## Task to carry out
Reproduce the data below verbatim from the line containing "Task: indicate the forehead" through its final line, and produce nothing more.

(Excerpts from a dataset)

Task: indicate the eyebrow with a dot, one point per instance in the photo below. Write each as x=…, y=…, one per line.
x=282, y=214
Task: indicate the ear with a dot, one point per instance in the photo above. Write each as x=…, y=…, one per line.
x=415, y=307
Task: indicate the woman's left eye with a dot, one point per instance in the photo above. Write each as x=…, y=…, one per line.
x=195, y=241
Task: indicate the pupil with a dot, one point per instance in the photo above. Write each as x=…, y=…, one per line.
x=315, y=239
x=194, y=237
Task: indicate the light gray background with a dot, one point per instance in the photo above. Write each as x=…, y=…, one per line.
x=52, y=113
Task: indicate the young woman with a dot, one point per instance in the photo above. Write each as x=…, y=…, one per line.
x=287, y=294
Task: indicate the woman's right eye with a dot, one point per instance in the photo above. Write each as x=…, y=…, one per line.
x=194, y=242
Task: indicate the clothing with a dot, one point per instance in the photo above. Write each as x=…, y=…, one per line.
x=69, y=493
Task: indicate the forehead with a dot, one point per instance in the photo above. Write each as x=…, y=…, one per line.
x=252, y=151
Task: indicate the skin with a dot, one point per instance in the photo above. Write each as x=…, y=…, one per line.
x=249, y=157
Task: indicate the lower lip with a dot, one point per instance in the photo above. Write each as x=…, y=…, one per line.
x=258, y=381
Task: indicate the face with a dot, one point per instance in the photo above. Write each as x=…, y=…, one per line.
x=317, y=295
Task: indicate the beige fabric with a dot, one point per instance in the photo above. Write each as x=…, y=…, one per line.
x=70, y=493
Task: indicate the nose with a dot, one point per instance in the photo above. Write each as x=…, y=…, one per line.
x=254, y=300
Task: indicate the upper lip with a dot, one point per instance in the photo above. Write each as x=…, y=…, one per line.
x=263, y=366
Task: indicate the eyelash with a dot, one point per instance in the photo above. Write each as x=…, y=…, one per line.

## Finished task
Task: indicate the forehead with a dot, one point per instance in the photo above. Write each as x=…, y=…, one per line.
x=252, y=151
Task: indicate the skin with a dot, one point per instance in the photo above. Write each as x=…, y=…, one per line.
x=249, y=157
Task: indicate the lower lip with a dot, one point per instance in the photo above. Write each as x=…, y=…, one per line.
x=258, y=381
Task: indicate the face with a dot, one point per instance in the photo above. Write each as x=…, y=…, one per line.
x=317, y=295
Task: indicate the beige fabric with a dot, one point per instance in the photo above. Write each as x=…, y=…, one per line.
x=70, y=493
Task: indicate the nose with a dot, one point per instance in the photo above. Write each as x=…, y=…, one per line.
x=254, y=300
Task: indicate the upper lip with a dot, one point per instance in the photo above. Write each as x=…, y=…, one per line.
x=263, y=366
Task: indicate the eyelash with a dot, one point per instance in the photo above. Write each as x=…, y=…, one per line.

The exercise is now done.